> _Description of the task_
Rewrite everything from the line containing "task: trace the outline of every instance of the straw" down to the end of the records, replacing "even-odd rule" with "nonzero winding rule" and changing nothing else. Return only those lines, without the pictures.

> _Material for the task_
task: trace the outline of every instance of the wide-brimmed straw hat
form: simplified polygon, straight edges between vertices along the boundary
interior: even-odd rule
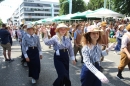
[[[69,28],[67,25],[65,25],[64,23],[60,23],[60,24],[58,24],[58,26],[56,27],[55,32],[58,32],[58,30],[61,29],[61,28],[65,28],[65,29],[67,29],[67,30],[70,30],[70,28]]]
[[[123,27],[123,25],[119,25],[119,26],[118,26],[118,30],[119,30],[121,27]]]
[[[28,29],[34,29],[34,27],[31,24],[27,24],[27,30]]]
[[[101,26],[102,26],[102,27],[107,26],[107,23],[103,21],[103,22],[101,23]]]
[[[130,24],[126,26],[127,31],[130,31]]]
[[[103,32],[102,29],[100,29],[99,27],[95,26],[95,25],[91,25],[91,26],[88,26],[87,27],[87,33],[90,33],[90,32]]]

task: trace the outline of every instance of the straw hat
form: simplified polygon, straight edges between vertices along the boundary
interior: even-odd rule
[[[118,30],[119,30],[121,27],[123,27],[123,25],[119,25],[119,26],[118,26]]]
[[[34,29],[34,27],[31,24],[27,24],[27,30],[28,29]]]
[[[90,32],[103,32],[103,30],[100,29],[99,27],[96,27],[95,25],[91,25],[91,26],[88,26],[86,34]]]
[[[50,27],[49,25],[46,26],[46,28],[49,28],[49,27]]]
[[[66,28],[67,30],[70,30],[70,28],[69,28],[67,25],[65,25],[64,23],[60,23],[60,24],[58,24],[58,26],[56,27],[55,32],[58,32],[58,30],[59,30],[60,28]]]
[[[127,31],[130,31],[130,24],[126,26]]]
[[[103,22],[101,23],[101,26],[102,26],[102,27],[107,26],[107,23],[103,21]]]
[[[27,26],[27,24],[24,24],[24,25],[22,26],[22,29],[24,29],[24,28],[25,28],[25,26]]]

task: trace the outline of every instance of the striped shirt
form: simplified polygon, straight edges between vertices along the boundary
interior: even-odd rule
[[[75,59],[74,51],[69,37],[65,37],[64,40],[62,37],[62,42],[60,42],[59,37],[57,35],[54,35],[51,39],[44,38],[43,41],[46,45],[53,45],[55,51],[60,49],[68,49],[71,59]]]
[[[96,74],[99,72],[97,68],[94,66],[95,62],[100,62],[101,56],[106,55],[106,50],[102,51],[100,45],[92,45],[92,47],[83,46],[82,48],[83,62],[86,67],[93,73]]]
[[[28,58],[27,55],[27,50],[28,47],[37,47],[39,50],[39,54],[42,55],[42,50],[41,50],[41,44],[39,37],[33,34],[32,36],[29,34],[26,34],[23,39],[22,39],[22,51],[25,56],[25,58]]]

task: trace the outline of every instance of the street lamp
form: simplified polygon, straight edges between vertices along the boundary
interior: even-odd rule
[[[106,8],[106,1],[107,1],[107,0],[104,0],[104,8]]]

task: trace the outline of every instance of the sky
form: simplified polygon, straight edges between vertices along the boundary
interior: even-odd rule
[[[59,2],[59,0],[41,0],[41,1],[53,1]],[[88,2],[89,0],[84,0]],[[11,17],[13,12],[17,9],[17,7],[22,3],[22,0],[4,0],[0,3],[0,19],[4,23],[7,22],[7,19]]]

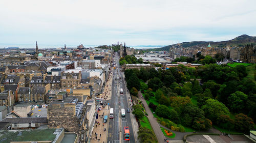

> _Task response_
task: trace the outline of every instance of the straw hat
form: simplified polygon, straight edges between vertices along the boundary
interior: nonzero winding rule
[[[118,30],[119,30],[121,27],[123,27],[123,25],[119,25],[119,26],[118,26]]]
[[[34,29],[34,27],[31,24],[27,24],[27,30],[28,29]]]
[[[90,32],[103,32],[103,30],[100,29],[99,27],[96,27],[95,25],[91,25],[91,26],[88,26],[86,34]]]
[[[50,27],[49,25],[46,26],[46,28],[49,28],[49,27]]]
[[[66,28],[67,30],[70,30],[70,28],[69,28],[67,25],[65,25],[64,23],[60,23],[60,24],[58,24],[58,26],[56,27],[55,32],[58,32],[58,30],[59,30],[60,28]]]
[[[127,31],[130,31],[130,24],[126,26]]]
[[[103,22],[101,23],[101,26],[102,26],[102,27],[107,26],[107,23],[103,21]]]
[[[27,26],[27,24],[24,24],[24,25],[22,26],[22,29],[24,29],[24,28],[25,28],[25,26]]]

task: trace the outline of every instance of the striped shirt
form: simplified polygon, straight edges between vertices along the boundary
interior: nonzero winding rule
[[[75,59],[74,51],[69,37],[65,37],[64,40],[62,37],[62,42],[60,42],[59,37],[57,35],[54,35],[51,39],[44,38],[43,41],[46,45],[53,45],[55,51],[60,49],[68,49],[71,59]]]
[[[96,74],[99,72],[97,68],[94,66],[95,62],[100,62],[101,56],[106,55],[106,50],[102,51],[100,45],[92,45],[92,47],[83,46],[82,48],[83,62],[86,67],[93,73]]]
[[[28,58],[27,55],[27,50],[28,47],[37,47],[39,50],[39,54],[42,55],[42,50],[41,50],[41,44],[39,37],[33,34],[32,36],[29,34],[26,34],[23,39],[22,39],[22,51],[25,56],[25,58]]]

task: trace the outline of every instance of the street lamp
form: simplified polygon, straight edges between vertices along the boundary
interior: nonzero winding rule
[[[106,8],[106,1],[107,1],[107,0],[104,0],[104,8]]]

task: trace the outline of every instance of the sky
form: simplified polygon, straight edges between vertices along the boundary
interior: nonzero winding rule
[[[59,2],[59,0],[41,0],[41,1],[53,1]],[[88,2],[89,0],[84,0]],[[11,17],[13,12],[17,9],[17,7],[22,3],[22,0],[4,0],[0,3],[0,19],[4,23],[7,22],[7,19]]]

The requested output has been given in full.